**Data supplied**
* * * *
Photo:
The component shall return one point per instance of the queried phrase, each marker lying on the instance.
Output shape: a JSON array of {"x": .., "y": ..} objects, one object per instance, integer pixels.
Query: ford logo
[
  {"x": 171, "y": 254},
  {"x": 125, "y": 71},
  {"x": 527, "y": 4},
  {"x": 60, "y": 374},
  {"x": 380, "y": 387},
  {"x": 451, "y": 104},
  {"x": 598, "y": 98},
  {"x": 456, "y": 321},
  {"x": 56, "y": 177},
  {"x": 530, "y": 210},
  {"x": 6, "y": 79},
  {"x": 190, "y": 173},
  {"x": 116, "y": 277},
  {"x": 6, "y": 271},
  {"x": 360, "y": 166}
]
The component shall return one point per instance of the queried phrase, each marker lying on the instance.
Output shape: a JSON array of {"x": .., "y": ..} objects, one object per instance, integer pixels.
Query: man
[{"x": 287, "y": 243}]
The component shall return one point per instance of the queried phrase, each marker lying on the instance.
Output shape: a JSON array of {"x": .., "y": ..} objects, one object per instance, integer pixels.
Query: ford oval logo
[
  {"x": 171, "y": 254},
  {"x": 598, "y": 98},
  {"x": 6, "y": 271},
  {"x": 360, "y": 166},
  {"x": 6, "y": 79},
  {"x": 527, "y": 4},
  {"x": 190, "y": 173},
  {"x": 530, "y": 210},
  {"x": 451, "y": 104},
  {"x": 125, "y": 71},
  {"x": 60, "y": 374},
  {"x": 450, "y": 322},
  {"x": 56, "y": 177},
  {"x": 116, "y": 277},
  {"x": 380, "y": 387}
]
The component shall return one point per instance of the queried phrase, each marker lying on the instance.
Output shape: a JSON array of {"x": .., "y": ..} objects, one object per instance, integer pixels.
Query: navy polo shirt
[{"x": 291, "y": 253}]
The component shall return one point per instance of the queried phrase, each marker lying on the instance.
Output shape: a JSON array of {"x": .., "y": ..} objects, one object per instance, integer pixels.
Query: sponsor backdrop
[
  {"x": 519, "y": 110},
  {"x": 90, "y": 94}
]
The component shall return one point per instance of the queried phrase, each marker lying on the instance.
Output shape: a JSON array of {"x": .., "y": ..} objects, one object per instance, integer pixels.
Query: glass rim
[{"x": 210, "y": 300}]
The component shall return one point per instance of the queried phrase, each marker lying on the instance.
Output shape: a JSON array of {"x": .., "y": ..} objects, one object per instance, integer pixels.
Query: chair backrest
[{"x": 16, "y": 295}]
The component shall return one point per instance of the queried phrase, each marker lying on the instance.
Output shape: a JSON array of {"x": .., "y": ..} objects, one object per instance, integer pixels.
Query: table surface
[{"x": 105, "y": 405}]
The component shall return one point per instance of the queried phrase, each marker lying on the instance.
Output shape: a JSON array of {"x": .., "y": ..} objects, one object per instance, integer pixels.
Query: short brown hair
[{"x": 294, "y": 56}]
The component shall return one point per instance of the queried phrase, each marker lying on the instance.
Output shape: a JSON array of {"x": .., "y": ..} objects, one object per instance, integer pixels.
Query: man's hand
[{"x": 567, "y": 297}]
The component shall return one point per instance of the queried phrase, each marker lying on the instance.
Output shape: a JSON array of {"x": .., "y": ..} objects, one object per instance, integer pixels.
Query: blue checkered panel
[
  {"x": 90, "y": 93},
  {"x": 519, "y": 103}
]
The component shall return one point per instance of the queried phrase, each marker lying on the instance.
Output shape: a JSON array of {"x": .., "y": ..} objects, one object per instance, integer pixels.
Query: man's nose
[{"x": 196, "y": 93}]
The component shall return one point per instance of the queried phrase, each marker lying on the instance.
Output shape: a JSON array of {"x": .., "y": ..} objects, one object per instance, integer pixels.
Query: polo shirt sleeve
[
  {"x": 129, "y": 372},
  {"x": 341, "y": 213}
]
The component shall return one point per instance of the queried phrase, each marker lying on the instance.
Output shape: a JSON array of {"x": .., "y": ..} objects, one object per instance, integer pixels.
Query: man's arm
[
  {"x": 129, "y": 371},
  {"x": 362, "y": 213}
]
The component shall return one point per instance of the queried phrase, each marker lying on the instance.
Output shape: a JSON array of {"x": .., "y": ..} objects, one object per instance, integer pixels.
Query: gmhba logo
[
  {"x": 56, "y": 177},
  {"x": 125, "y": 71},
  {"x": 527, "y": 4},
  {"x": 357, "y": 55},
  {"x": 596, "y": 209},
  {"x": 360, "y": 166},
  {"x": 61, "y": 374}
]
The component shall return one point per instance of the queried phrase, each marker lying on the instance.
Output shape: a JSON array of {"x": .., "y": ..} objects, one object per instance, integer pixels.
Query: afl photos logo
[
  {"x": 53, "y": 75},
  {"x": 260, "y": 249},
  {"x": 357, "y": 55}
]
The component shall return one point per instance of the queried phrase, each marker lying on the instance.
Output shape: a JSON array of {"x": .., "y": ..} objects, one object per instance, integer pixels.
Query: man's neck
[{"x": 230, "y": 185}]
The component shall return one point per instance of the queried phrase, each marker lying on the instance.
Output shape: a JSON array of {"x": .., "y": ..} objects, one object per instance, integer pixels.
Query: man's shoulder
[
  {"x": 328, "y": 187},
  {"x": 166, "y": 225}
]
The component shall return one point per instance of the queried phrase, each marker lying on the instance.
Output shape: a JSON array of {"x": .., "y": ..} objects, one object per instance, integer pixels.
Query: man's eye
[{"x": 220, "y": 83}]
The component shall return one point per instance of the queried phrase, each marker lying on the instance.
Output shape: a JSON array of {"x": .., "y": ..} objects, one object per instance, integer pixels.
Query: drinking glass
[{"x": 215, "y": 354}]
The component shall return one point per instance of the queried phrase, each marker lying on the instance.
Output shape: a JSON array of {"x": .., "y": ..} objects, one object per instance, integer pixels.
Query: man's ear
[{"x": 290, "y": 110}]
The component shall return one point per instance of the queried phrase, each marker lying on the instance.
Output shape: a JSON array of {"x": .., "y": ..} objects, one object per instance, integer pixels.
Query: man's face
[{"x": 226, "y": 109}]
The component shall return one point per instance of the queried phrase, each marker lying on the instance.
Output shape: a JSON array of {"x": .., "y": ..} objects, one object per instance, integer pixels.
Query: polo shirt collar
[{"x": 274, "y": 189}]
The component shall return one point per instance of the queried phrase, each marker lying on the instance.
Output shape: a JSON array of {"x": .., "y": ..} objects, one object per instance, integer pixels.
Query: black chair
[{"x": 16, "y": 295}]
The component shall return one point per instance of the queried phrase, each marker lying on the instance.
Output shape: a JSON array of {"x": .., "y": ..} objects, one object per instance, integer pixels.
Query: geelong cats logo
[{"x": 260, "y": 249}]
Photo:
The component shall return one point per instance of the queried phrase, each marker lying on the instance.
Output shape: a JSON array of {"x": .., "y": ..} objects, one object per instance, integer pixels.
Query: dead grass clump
* * * *
**Aim of the exercise**
Repeat each of the entries exactly.

**Response box**
Photo:
The component shall return one point per instance of the queried phrase, each marker lying on the instance.
Output shape: a JSON array of {"x": .., "y": ..} objects, one object per instance, integer pixels.
Query: ford logo
[
  {"x": 171, "y": 254},
  {"x": 125, "y": 71},
  {"x": 527, "y": 4},
  {"x": 60, "y": 374},
  {"x": 380, "y": 387},
  {"x": 451, "y": 104},
  {"x": 598, "y": 98},
  {"x": 456, "y": 321},
  {"x": 56, "y": 177},
  {"x": 530, "y": 210},
  {"x": 6, "y": 79},
  {"x": 190, "y": 173},
  {"x": 116, "y": 277},
  {"x": 6, "y": 271},
  {"x": 360, "y": 166}
]
The component shall return one point per instance of the queried phrase, each marker lying on the instance.
Output shape: a JSON array of {"x": .., "y": ..} objects, one object per instance, integer pixels.
Query: man
[{"x": 287, "y": 243}]
The component shall return one point per instance of the queried phrase, each marker lying on the instance.
Output shape: a JSON array of {"x": .., "y": ..} objects, one object per instance, integer pixels.
Query: ford oval logo
[
  {"x": 171, "y": 254},
  {"x": 598, "y": 98},
  {"x": 6, "y": 271},
  {"x": 360, "y": 166},
  {"x": 6, "y": 79},
  {"x": 527, "y": 4},
  {"x": 190, "y": 173},
  {"x": 530, "y": 210},
  {"x": 451, "y": 104},
  {"x": 125, "y": 71},
  {"x": 60, "y": 374},
  {"x": 450, "y": 322},
  {"x": 56, "y": 177},
  {"x": 116, "y": 277},
  {"x": 380, "y": 387}
]
The component shall return one point per instance of the queried phrase, each marker lying on the instance.
Output shape: a JSON array of {"x": .., "y": ..} objects, one object per instance, integer pixels.
Query: navy polo shirt
[{"x": 291, "y": 253}]
The component shall return one point per instance of the queried phrase, each marker lying on the instance.
Output shape: a JSON array of {"x": .., "y": ..} objects, one object per instance, integer pixels.
Query: sponsor backdrop
[
  {"x": 519, "y": 110},
  {"x": 90, "y": 94}
]
The component shall return one point per instance of the queried phrase, each marker lying on the instance.
Output shape: a JSON array of {"x": .., "y": ..} objects, one object per instance, integer pixels.
Query: glass rim
[{"x": 210, "y": 300}]
The component shall return one point per instance of the queried phrase, each marker lying on the instance.
Output shape: a JSON array of {"x": .., "y": ..} objects, one object per instance, integer pixels.
Query: chair backrest
[{"x": 16, "y": 295}]
The component shall return one point per instance of the queried phrase, each marker lying on the instance.
Output shape: a JSON array of {"x": .., "y": ..} objects, one object per instance, integer pixels.
Query: table surface
[{"x": 105, "y": 405}]
The component shall return one point per instance of the queried phrase, each marker lying on the instance.
Output shape: a JSON array of {"x": .., "y": ..} objects, one object per instance, integer pixels.
Query: short brown hair
[{"x": 294, "y": 56}]
The component shall return one point per instance of the queried phrase, each marker lying on the instance.
Output shape: a JSON array of {"x": .., "y": ..} objects, one object per instance, integer pixels.
Query: man's hand
[{"x": 567, "y": 297}]
The component shall return one point per instance of the queried phrase, each marker lying on the instance.
Output shape: a JSON array of {"x": .., "y": ..} objects, one object per instance, integer pixels.
Query: blue checkered panel
[
  {"x": 90, "y": 93},
  {"x": 519, "y": 103}
]
The component shall return one point per instance of the queried phrase, each marker lying on the instance.
Output shape: a JSON array of {"x": .., "y": ..} objects, one object per instance, integer pixels.
Query: man's nose
[{"x": 196, "y": 93}]
The component shall return one point per instance of the queried phrase, each marker lying on the instance.
Output shape: a JSON array of {"x": .., "y": ..} objects, one object per instance, integer pixels.
Query: polo shirt sleeve
[
  {"x": 129, "y": 372},
  {"x": 341, "y": 213}
]
The component shall return one point per instance of the queried phrase, each marker lying on the instance.
Output shape: a JSON array of {"x": .., "y": ..} objects, one object per instance, integer pixels.
Query: man's arm
[
  {"x": 129, "y": 371},
  {"x": 362, "y": 213}
]
The component shall return one point per instance of the queried phrase, each marker lying on the instance.
Output shape: a JSON array of {"x": .., "y": ..} objects, one object per instance, integer pixels.
Query: gmhba logo
[
  {"x": 56, "y": 177},
  {"x": 125, "y": 71},
  {"x": 527, "y": 4},
  {"x": 357, "y": 55},
  {"x": 596, "y": 209},
  {"x": 360, "y": 166},
  {"x": 61, "y": 374}
]
The component shall return one point per instance of the queried phrase, each marker lying on the instance.
Output shape: a JSON array of {"x": .., "y": ..} objects, one object per instance, integer pixels.
Query: afl photos logo
[
  {"x": 53, "y": 75},
  {"x": 260, "y": 249},
  {"x": 357, "y": 55}
]
The component shall return one point per instance of the queried phrase, each marker lying on the instance.
Output shape: a JSON array of {"x": .., "y": ..} objects, one object per instance, integer pixels.
Query: man's neck
[{"x": 230, "y": 185}]
The component shall return one point per instance of the queried phrase, each marker lying on the instance.
Output shape: a JSON array of {"x": .., "y": ..} objects, one object per instance, integer pixels.
Query: man's shoulder
[
  {"x": 328, "y": 187},
  {"x": 166, "y": 225}
]
The component shall return one point per instance of the queried phrase, each marker lying on the instance.
Output shape: a JSON array of {"x": .., "y": ..} objects, one object per instance, integer pixels.
Query: man's eye
[{"x": 220, "y": 83}]
The component shall return one point per instance of the queried phrase, each marker lying on the instance.
Output shape: a JSON array of {"x": .., "y": ..} objects, one object per instance, integer pixels.
Query: drinking glass
[{"x": 215, "y": 354}]
The component shall return one point per instance of the queried phrase, each marker lying on the instance.
Output shape: a JSON array of {"x": .., "y": ..} objects, one object per instance, integer pixels.
Query: man's ear
[{"x": 290, "y": 110}]
The component shall return one point per instance of the queried phrase, each marker lying on the instance.
Output shape: a JSON array of {"x": .., "y": ..} objects, one object per instance, integer pixels.
Query: man's face
[{"x": 226, "y": 109}]
The component shall return one point per instance of the queried phrase, each marker lying on the instance.
Output shape: a JSON array of {"x": .., "y": ..} objects, one object per instance, integer pixels.
Query: polo shirt collar
[{"x": 274, "y": 189}]
The component shall return one point per instance of the queried phrase, each marker lying on the instance.
Output shape: a JSON array of {"x": .., "y": ..} objects, one object per instance, integer pixels.
Query: black chair
[{"x": 16, "y": 295}]
The component shall return one point per instance of the queried phrase, each marker lying on the instance.
Output shape: a JSON array of {"x": .., "y": ..} objects, one object per instance, integer pixels.
Query: geelong cats logo
[{"x": 260, "y": 249}]
Photo:
The component shall return one point per instance of the queried phrase, each marker lying on the instance.
Output shape: a JSON array of {"x": .., "y": ..} objects, one object per instance, integer pixels.
Query: dead grass clump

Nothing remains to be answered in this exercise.